__Questions__.
1 - Using the text on France's 2025 draft budget, decide whether each statement is correct: (a) the rise in social spending will be capped at 2.8%; (b) the civil service job cuts will include the justice sector; (c) the higher tax on airline tickets will leave out private jets. Answer yes or no for each and quote the words that settle it.
2 - According to the text on France's 2025 draft budget, how much of the €60 billion recovery effort will come from spending cuts?
3 - Update the text on France's 2025 draft budget, starting with "To reduce expenditure, a" and going on through "include private jets.", so that "electricity tariff shield" becomes "energy price shield".

__Document extract__.
========================================

The French government presented, on Thursday 10 October, a 2025 draft budget plan designed, in the words of the Minister for the Budget, Laurent Saint-Martin, to “act quickly and decisively” to redress the deterioration in public finances that has accelerated since the Covid-19 pandemic.
Echoing the announcements made by Prime Minister Michel Barnier (see EUROPE 13494/15), this draft budget plan aims to reduce the public deficit from 6% to 5% of national GDP by the end of 2025. Of this €60 billion budgetary recovery effort, €40 billion will come from spending cuts and €20 billion from tax increases.
To reduce expenditure, a number of spending increases will be limited, such as the rise in social spending, which will be capped at 2.8%. Set up during the energy crisis, the electricity tariff shield will come to an end. In addition, 2,200 jobs will be cut in the civil service, notably in education, but not in the justice and defence sectors.
On the revenue side, Mr Saint-Martin unveiled the “exceptional, temporary, targeted” tax contributions that will be introduced and targeted at: 440 companies with annual sales in excess of €1 billion, with the measure expected to generate €8 billion in 2025 and €4 billion in 2024; the 65,000 wealthiest tax households.
Other compulsory levies will involve an increase in the tax on airline tickets (€1 billion), which will now include private jets.
Warning against the “risk of economies of the European Union being wiped out” by the “interventionism” of international competitors, the Minister for Finances, Antoine Armand, called for a “leap forward”, which will involve a competitiveness agenda at European level. In his view, the 2025 French budget plan is designed to maintain the “credibility” of the signature of the euro area’s second-largest economy, whose fundamentals remain solid, with growth in 2024 forecast at 1.1% of GDP and unemployment (7.3% of the working population) close to its lowest level in 40 years.

========================================

(Dataset entries)
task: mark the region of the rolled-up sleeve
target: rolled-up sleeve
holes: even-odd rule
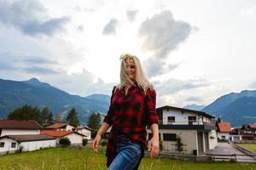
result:
[[[158,124],[158,116],[155,110],[155,90],[148,89],[146,93],[146,113],[147,113],[147,124],[151,126],[152,124]]]
[[[107,122],[109,125],[112,125],[112,123],[113,123],[113,114],[114,114],[113,109],[113,105],[112,105],[112,99],[114,95],[114,91],[115,91],[115,87],[113,87],[113,88],[112,90],[109,109],[108,109],[108,111],[103,120],[103,122]]]

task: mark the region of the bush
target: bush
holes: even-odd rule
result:
[[[107,144],[107,140],[102,140],[101,144],[102,146],[105,146]]]
[[[71,144],[71,142],[68,138],[61,138],[60,139],[60,144],[62,146],[69,146]]]
[[[22,150],[23,150],[23,146],[22,145],[20,145],[20,147],[19,147],[19,153],[21,153],[22,152]]]
[[[87,144],[87,143],[88,143],[88,139],[83,139],[83,140],[82,140],[82,145],[85,146]]]
[[[164,150],[164,141],[163,140],[160,141],[159,147],[160,147],[160,150]]]

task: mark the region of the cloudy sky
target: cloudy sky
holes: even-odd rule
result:
[[[136,54],[157,105],[256,88],[254,0],[0,0],[0,78],[110,94]]]

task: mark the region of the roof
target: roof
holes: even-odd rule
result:
[[[67,123],[67,122],[55,122],[52,125],[49,125],[49,126],[46,127],[45,128],[52,128],[52,129],[61,128],[65,128],[67,125],[75,127],[75,126],[71,125],[70,123]]]
[[[46,134],[22,134],[22,135],[5,135],[0,137],[0,139],[9,138],[17,142],[27,142],[27,141],[38,141],[38,140],[52,140],[55,139],[52,136],[49,136]]]
[[[161,129],[178,129],[178,130],[217,130],[217,127],[211,125],[159,125]]]
[[[241,129],[256,128],[256,124],[245,124],[241,128]]]
[[[78,129],[78,130],[79,130],[79,129],[83,129],[83,128],[85,128],[85,129],[87,129],[87,130],[92,131],[92,128],[90,128],[90,127],[87,127],[87,126],[84,126],[84,127],[78,127],[78,128],[73,128],[73,129]]]
[[[189,109],[184,109],[184,108],[180,108],[180,107],[173,107],[173,106],[170,106],[170,105],[165,105],[162,107],[159,107],[156,108],[156,111],[159,112],[160,110],[168,110],[168,109],[172,109],[172,110],[181,110],[182,112],[184,111],[188,111],[188,112],[193,112],[193,113],[196,113],[200,116],[204,116],[206,117],[209,117],[209,118],[214,118],[214,116],[204,112],[204,111],[199,111],[199,110],[189,110]]]
[[[0,128],[8,129],[42,129],[36,121],[0,120]]]
[[[41,130],[41,134],[48,134],[49,136],[53,137],[63,137],[67,136],[71,133],[77,133],[81,136],[85,136],[84,134],[81,134],[79,133],[74,132],[74,131],[66,131],[66,130]]]
[[[230,122],[218,122],[218,128],[220,133],[230,133],[231,125]]]

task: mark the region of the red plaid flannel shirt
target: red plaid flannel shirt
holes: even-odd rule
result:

========================================

__Solutions__.
1 -
(a) Yes: "the rise in social spending, which will be capped at 2.8%"
(b) No: "but not in the justice and defence sectors"
(c) No: "which will now include private jets"

2 - €40 billion.

3 -
To reduce expenditure, a number of spending increases will be limited, such as the rise in social spending, which will be capped at 2.8%. Set up during the energy crisis, the energy price shield will come to an end. In addition, 2,200 jobs will be cut in the civil service, notably in education, but not in the justice and defence sectors.
On the revenue side, Mr Saint-Martin unveiled the “exceptional, temporary, targeted” tax contributions that will be introduced and targeted at: 440 companies with annual sales in excess of €1 billion, with the measure expected to generate €8 billion in 2025 and €4 billion in 2024; the 65,000 wealthiest tax households.
Other compulsory levies will involve an increase in the tax on airline tickets (€1 billion), which will now include private jets.